* BEGIN Dataset *

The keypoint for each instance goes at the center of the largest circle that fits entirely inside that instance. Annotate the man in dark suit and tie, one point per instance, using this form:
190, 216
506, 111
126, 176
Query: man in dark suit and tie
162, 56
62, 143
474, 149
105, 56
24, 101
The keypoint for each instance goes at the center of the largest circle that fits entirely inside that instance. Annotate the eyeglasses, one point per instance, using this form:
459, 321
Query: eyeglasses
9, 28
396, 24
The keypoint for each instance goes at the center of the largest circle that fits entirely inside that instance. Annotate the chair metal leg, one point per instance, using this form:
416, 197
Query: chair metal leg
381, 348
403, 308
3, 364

* END Dataset *

What is required:
Rewrite all the data entries above in full, including each request, and add 68 to every x and y coordinate in the answer points while leaving the numbers in the requests and their format samples as they are.

Output of the exercise:
The keypoint for each instance goes at the center of the largest circle that fits entirely inside that instance. Annotate the man in dark suit and tie, one point per instance, using this form:
190, 216
506, 111
126, 176
Query: man in dark suit and tie
230, 124
130, 211
542, 217
173, 124
92, 169
The keypoint for each instance goes at the center of the largest circle that fits entirely inside that instance. Annotate the eyeglasses, one point per instance, using this form:
459, 321
Query: eyeglasses
77, 96
464, 92
The keypoint for each instance goes at the center of the largest circle that fits entirely inside that instance. Annotate the chair metal leg, one point per instance, using this form:
416, 197
Query: chair metal leg
449, 416
471, 376
71, 432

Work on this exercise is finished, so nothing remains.